---------- Quoted text

Among the many challenges that may arise during a collaborative writing project, gender differences—especially related to leadership and power—are certainly a concern. While some argue that collaboration allows women a more equal status than the traditional classroom setting (see Atwood especially), others note that small groups can just recreate the larger issues (see Morgan especially). Below, we have listed some of the potential benefits of collaborative writing groups as well as the challenges that an instructor should be aware of beforehand. As always, we invite others to expand on these lists and offer possibilities for overcoming the challenges.

The Benefits:

  • Collaboration may allow for an “androgynous collaborator” according to Mary Lay. This participant, “not bound by gender identity” (89), is better able to handle conflict and distinguish between types of conflict. Also, whether male or female, the androgynous collaborator “appreciates different styles and needs of team members” (100).
  • Julia Ferganchick-Neufang states that a collaborative writing assignment in her basic writing class “eliminated competition and replaced it with cooperation…. Also, power of individuals in this atmosphere was not decided by gender but rather by skill and articulation” (197, emphasis original). It is perhaps important to note that Ferganchick-Neufang was specifically looking for gender roles in this study.
  • Johanna W. Atwood, like Ferganchick-Neufang, sees collaboration as a way to change the competitive status quo, or “the only game in town” (13). She sees the traditionally competitive classroom as inherently detrimental to women “because of gender –coded assumptions” (15). Thus, collaboration informed by feminist pedagogy is one way of thinking outside of these traditional roles and possibly opening up space for women.
  • Andrea Lunsford and Lisa Ede see dialogic collaboration (no group leader, fluid roles) as “potentially at least, deeply subversive” to the status quo (236). While they don’t offer ways to translate this into the BW classroom, this type of collaboration would likely appeal to the teacher interested in giving female and male students a place to speak from that’s at least somewhat different than traditional academia.
  • Meg Morgan shows how women can emerge as leaders of groups even when the groups have both male and female members; again, collaboration may help to break down the standard gender gap.

--------------------
---------- Available data

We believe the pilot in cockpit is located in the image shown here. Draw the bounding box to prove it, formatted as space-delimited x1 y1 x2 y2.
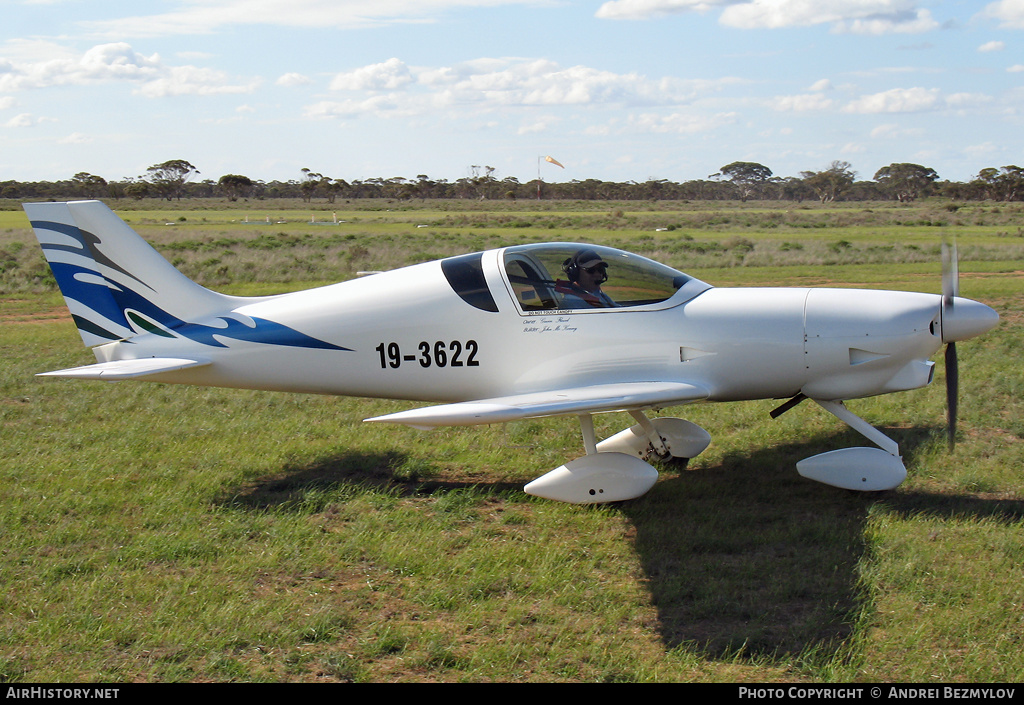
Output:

--------------------

- [Exercise tasks]
**A.** From the passage on gender in collaborative writing, extract the portion starting at "Among the many" and ending at "overcoming the challenges.".
**B.** Condense the paragraph of the passage on gender in collaborative writing that begins "Among the many challenges" into a short bulleted list that keeps its main points.
**C.** Continue the passage on gender in collaborative writing, picking up after its final sentence.

- [The answers]
**A.**
Among the many challenges that may arise during a collaborative writing project, gender differences—especially related to leadership and power—are certainly a concern. While some argue that collaboration allows women a more equal status than the traditional classroom setting (see Atwood especially), others note that small groups can just recreate the larger issues (see Morgan especially). Below, we have listed some of the potential benefits of collaborative writing groups as well as the challenges that an instructor should be aware of beforehand. As always, we invite others to expand on these lists and offer possibilities for overcoming the challenges.

**B.**
- Gender differences, especially those tied to leadership and power, are a concern in collaborative writing projects.
- Some argue that collaboration gives women more equal status than the traditional classroom (see Atwood).
- Others note that small groups can recreate the larger issues (see Morgan).
- The authors list potential benefits of collaborative writing groups and challenges instructors should know about beforehand.
- They invite others to expand the lists and suggest ways to overcome the challenges.

**C.**
The Challenges:

  • Tom Fox examines gender issues in addition to differences in race in collaboration. Essentially, he says the same thing about both: “racial and gender inequalities, which exist socially and politically outside the classroom, inhibit the kinds of collaborative conversations that would work towards [generative and positive identification]” (113). In essence, in the “real world,” collaboration may only highlight rather than transcend gender roles. Fox even suggests that homogenous groups (all women/all men) might be considered.
  • Lay, who talks about androgynous collaborators, points out that strong leadership (a masculine quality) “may disrupt the collaborative process” (100). So, if collaborators aren’t able to adapt to an androgynous viewpoint, the idealistic process may fall apart.
  • Ferganchick-Neufang, who clearly finds collaboration to be beneficial for deconstructing traditional gender roles and giving women voice, admits that it’s not always so perfect: in another collaborative writing assignment, she had to revert to individual papers because the topics chosen were so gender-specific (women chose domestic topics, men chose guns and cars). She states, “It was obvious that gender differences in topic choice would discourage mix-sex collaborative groups” (202).
  • Atwood qualifies her support of collaboration by siding with John Trimbur in questioning the notion of collaboration as liberating. While not a downfall, it reminds us not to imagine collaboration as free of problems or a miracle solution.
  • Though Lunsford and Ede highly praise the dialogic mode, they are not particularly fond of hierarchical collaboration. The hierarchical mode, which relies on a strong leader, sees multivocality as something to fix, not celebrate. This mode, then, may serve to further the silencing of female voices.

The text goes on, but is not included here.